● **Exercise data**
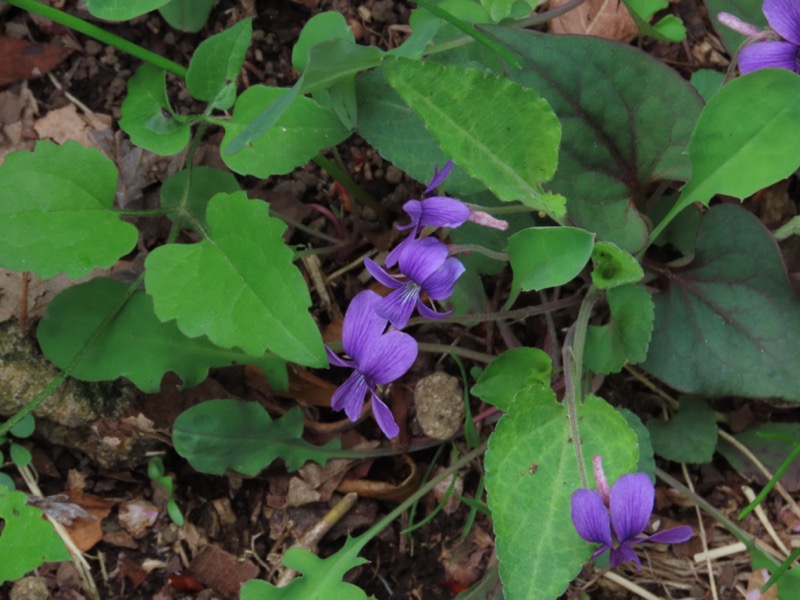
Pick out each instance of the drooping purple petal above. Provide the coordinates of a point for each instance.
(784, 17)
(632, 498)
(675, 535)
(624, 554)
(334, 359)
(442, 282)
(429, 313)
(389, 357)
(438, 176)
(350, 396)
(361, 324)
(384, 418)
(762, 55)
(421, 258)
(381, 275)
(437, 211)
(590, 518)
(399, 304)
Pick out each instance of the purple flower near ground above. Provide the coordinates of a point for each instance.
(631, 504)
(438, 211)
(426, 268)
(784, 18)
(377, 358)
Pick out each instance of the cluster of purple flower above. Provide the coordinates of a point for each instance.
(377, 356)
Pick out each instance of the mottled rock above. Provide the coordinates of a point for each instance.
(440, 405)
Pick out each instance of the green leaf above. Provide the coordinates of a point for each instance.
(325, 26)
(647, 463)
(238, 286)
(216, 64)
(27, 540)
(689, 436)
(220, 435)
(20, 455)
(485, 124)
(57, 211)
(747, 10)
(302, 131)
(726, 324)
(204, 184)
(147, 116)
(399, 135)
(122, 10)
(187, 15)
(760, 115)
(626, 337)
(669, 28)
(613, 266)
(771, 443)
(512, 371)
(531, 474)
(25, 427)
(137, 345)
(321, 579)
(609, 159)
(545, 257)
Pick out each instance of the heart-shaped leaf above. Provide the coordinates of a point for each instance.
(57, 211)
(624, 127)
(485, 123)
(138, 346)
(147, 116)
(626, 337)
(531, 463)
(220, 435)
(239, 286)
(727, 324)
(216, 63)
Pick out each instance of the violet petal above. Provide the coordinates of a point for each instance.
(631, 505)
(590, 518)
(421, 258)
(442, 282)
(762, 55)
(384, 418)
(399, 304)
(361, 324)
(784, 17)
(389, 357)
(381, 275)
(624, 554)
(350, 396)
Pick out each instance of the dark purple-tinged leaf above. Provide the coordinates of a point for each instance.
(727, 323)
(626, 121)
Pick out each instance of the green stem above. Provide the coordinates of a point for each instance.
(100, 34)
(572, 355)
(59, 379)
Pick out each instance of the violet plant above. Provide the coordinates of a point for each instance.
(606, 165)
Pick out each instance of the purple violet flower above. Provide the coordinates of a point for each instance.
(426, 268)
(377, 358)
(784, 18)
(438, 211)
(631, 504)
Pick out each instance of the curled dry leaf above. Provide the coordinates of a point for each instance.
(602, 18)
(21, 59)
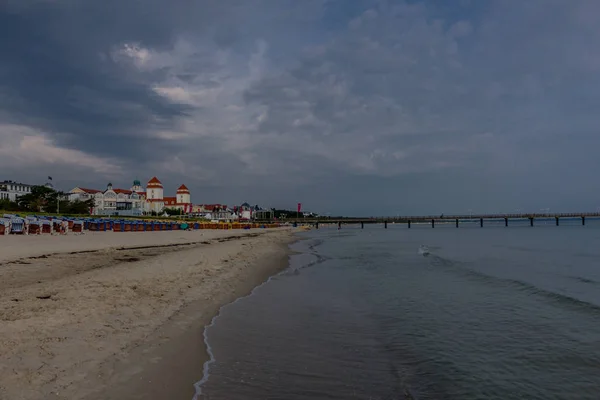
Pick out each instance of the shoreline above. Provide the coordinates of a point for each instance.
(135, 335)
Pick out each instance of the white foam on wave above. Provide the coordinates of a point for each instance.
(206, 368)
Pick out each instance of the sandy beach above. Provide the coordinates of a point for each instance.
(121, 315)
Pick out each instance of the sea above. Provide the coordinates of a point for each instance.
(420, 313)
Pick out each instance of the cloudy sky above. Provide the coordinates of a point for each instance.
(361, 107)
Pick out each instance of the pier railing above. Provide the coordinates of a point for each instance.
(457, 219)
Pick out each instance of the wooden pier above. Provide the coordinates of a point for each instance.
(448, 219)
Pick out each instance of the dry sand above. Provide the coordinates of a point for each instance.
(120, 315)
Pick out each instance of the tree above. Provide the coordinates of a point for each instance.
(39, 199)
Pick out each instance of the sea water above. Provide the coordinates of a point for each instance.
(420, 313)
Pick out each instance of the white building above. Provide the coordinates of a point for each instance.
(134, 201)
(10, 190)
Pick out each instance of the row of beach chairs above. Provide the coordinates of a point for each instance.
(33, 225)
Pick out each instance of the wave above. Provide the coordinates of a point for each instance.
(562, 299)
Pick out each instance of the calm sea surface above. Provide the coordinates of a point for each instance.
(492, 313)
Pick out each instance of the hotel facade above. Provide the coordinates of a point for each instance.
(135, 201)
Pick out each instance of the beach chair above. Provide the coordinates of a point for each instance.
(4, 226)
(17, 226)
(77, 227)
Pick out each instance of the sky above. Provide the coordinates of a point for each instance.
(362, 107)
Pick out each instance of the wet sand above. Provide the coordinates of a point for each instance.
(113, 316)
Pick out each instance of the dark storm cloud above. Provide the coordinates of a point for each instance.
(426, 105)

● **Given request**
In the copy, include no pictures; restate the listing above exactly.

● **Task solution**
Pick out each instance of the drooping purple petal above. Provide the coordinates of a point for each instance.
(784, 17)
(632, 498)
(675, 535)
(624, 554)
(334, 359)
(442, 282)
(429, 313)
(389, 357)
(438, 176)
(350, 396)
(361, 324)
(384, 418)
(762, 55)
(421, 258)
(381, 275)
(437, 211)
(590, 518)
(399, 304)
Pick out each instance of the purple flower near ground above. Provide the coordinates of a point for each instance.
(631, 504)
(438, 211)
(426, 268)
(784, 18)
(377, 358)
Pick out each instance of the cluster of purple flower above. Provide the coordinates of a point for each instance.
(377, 356)
Pick out each instance of the mottled rock above. Provide the coordinates of a point for each instance.
(440, 405)
Pick out each instance of the green leaf above. Provide the coordinates of a point for each instance.
(325, 26)
(647, 463)
(238, 286)
(216, 64)
(27, 540)
(689, 436)
(220, 435)
(20, 455)
(485, 124)
(57, 211)
(747, 10)
(302, 131)
(726, 324)
(204, 184)
(147, 116)
(399, 135)
(122, 10)
(187, 15)
(760, 115)
(626, 337)
(669, 28)
(613, 266)
(771, 443)
(512, 371)
(531, 474)
(25, 427)
(137, 345)
(321, 579)
(609, 159)
(545, 257)
Pick out each instance of the heart-shaped leaf above. Provide the coordinates of a point for each instance.
(57, 211)
(624, 127)
(485, 123)
(138, 346)
(147, 116)
(626, 337)
(531, 463)
(220, 435)
(239, 286)
(727, 324)
(216, 63)
Pick out each instance of the violet petal above. Provide the coordinates of a point for each instance.
(631, 505)
(590, 518)
(421, 258)
(442, 282)
(762, 55)
(384, 418)
(399, 304)
(361, 324)
(784, 17)
(389, 357)
(381, 275)
(624, 554)
(350, 396)
Pick out each instance of the dark purple-tinged leaf above. Provide the coordinates of a point for each instance.
(727, 323)
(626, 121)
Pick out each instance of the green stem above. Provide the coordinates of a point for each instance.
(100, 34)
(572, 355)
(59, 379)
Pick out each instance of the violet plant above. Provide the coordinates of a point for each instance.
(606, 165)
Pick out each instance of the purple violet flower above. Provide the coordinates of a point for each instance.
(426, 268)
(377, 358)
(784, 18)
(438, 211)
(631, 504)
Pick out each instance of the curled dry leaf above. Provide the coordinates of a point for each instance.
(602, 18)
(21, 59)
Pick out each instance of the shoreline above. Provide the coordinates of a point for each instance.
(135, 335)
Pick out each instance of the white foam on wave above. Provide the coordinates of a point for each instance.
(206, 368)
Pick out each instance of the sandy beach above. Provide the coordinates of a point for each instance.
(121, 315)
Pick out each instance of the sea above. Provide the coordinates of a point for each instance.
(420, 313)
Pick out each instance of the cloudy sky above. Provide the coordinates of a point for each instance.
(361, 107)
Pick out each instance of the pier railing above. Provide the coordinates of a point for each instance.
(457, 219)
Pick out each instance of the wooden pier above. Provide the coordinates of a point for each instance.
(448, 219)
Pick out each instance of the dry sand above. Provide the coordinates of a point for each instance.
(120, 315)
Pick out each instance of the tree above. Provide the coordinates of a point for each instance.
(39, 199)
Pick out each instance of the sea water above. Provide the coordinates of a point for each instance.
(420, 313)
Pick out each instance of the white building above. Provide the coordinates of a point for each instance.
(134, 201)
(10, 190)
Pick out each instance of the row of beach chairs above. Provide the coordinates of a point for each instance.
(33, 225)
Pick out each instance of the wave above. Provide the coordinates of a point for each instance.
(562, 299)
Pick out each instance of the calm sea surface above. Provide the coordinates of a point for each instance.
(492, 313)
Pick out each instance of the hotel facade above. Provide the coordinates of a point for each instance.
(135, 201)
Pick out each instance of the beach chair above. Provide the coordinates of a point for each instance.
(4, 226)
(17, 226)
(77, 227)
Pick out each instance of the sky above. Provide the coordinates of a point for each instance.
(362, 107)
Pick out each instance of the wet sand above. Provide the coordinates of a point for each instance.
(113, 316)
Pick out each instance of the dark storm cloud above. Provide the coordinates of a point for each instance.
(426, 105)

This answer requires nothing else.